── Exercise data ──
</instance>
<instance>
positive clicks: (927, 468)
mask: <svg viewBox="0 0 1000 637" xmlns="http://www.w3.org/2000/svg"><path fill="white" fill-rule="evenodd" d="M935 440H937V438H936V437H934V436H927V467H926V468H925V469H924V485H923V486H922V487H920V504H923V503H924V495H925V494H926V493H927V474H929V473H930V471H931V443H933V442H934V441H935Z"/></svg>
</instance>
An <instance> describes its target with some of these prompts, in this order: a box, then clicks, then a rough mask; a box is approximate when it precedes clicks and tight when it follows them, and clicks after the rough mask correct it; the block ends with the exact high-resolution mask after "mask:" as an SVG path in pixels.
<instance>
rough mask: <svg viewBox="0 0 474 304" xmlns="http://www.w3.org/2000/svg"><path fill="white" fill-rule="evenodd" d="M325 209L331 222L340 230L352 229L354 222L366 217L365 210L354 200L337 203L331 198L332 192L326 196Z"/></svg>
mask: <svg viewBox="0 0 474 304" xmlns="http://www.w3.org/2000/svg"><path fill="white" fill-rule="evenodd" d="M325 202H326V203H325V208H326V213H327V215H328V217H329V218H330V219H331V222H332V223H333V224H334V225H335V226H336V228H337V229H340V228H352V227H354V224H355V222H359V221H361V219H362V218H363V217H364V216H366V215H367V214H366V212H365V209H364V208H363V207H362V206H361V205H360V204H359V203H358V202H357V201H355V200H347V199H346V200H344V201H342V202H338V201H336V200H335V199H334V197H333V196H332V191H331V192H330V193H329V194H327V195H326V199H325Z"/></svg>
───
=== About this task ===
Reproduce the data above with each occurrence of "rough mask" changed to "coarse mask" and everything else left unchanged.

=== Problem solution ===
</instance>
<instance>
positive clicks: (927, 468)
mask: <svg viewBox="0 0 1000 637" xmlns="http://www.w3.org/2000/svg"><path fill="white" fill-rule="evenodd" d="M935 440H937V438H936V437H934V436H927V467H926V468H925V469H924V485H923V486H922V487H920V504H923V503H924V495H925V494H926V493H927V474H929V473H930V471H931V443H933V442H934V441H935Z"/></svg>
</instance>
An <instance> describes its target with some of these prompts, in this order: a box, then clicks, then a coarse mask; a box is approximate when it precedes clicks and tight when it follows them, and clicks after the coarse mask correct it; the block ends with the exact high-resolution mask after "mask:" as an SVG path in pixels.
<instance>
coarse mask: <svg viewBox="0 0 474 304" xmlns="http://www.w3.org/2000/svg"><path fill="white" fill-rule="evenodd" d="M325 209L331 222L340 230L352 229L354 222L366 217L365 210L354 200L337 203L331 198L332 192L326 196Z"/></svg>
mask: <svg viewBox="0 0 474 304" xmlns="http://www.w3.org/2000/svg"><path fill="white" fill-rule="evenodd" d="M325 202H326V203H325V208H326V213H327V215H328V217H329V218H330V219H331V222H332V223H333V224H334V225H335V226H336V228H337V229H340V228H352V227H354V224H355V222H359V221H361V219H362V218H363V217H364V216H366V215H367V214H366V212H365V209H364V208H363V207H362V206H361V205H360V204H359V203H358V202H357V201H355V200H347V199H346V200H344V201H342V202H338V201H336V200H335V199H334V197H333V196H332V191H331V192H330V193H329V194H327V195H326V199H325Z"/></svg>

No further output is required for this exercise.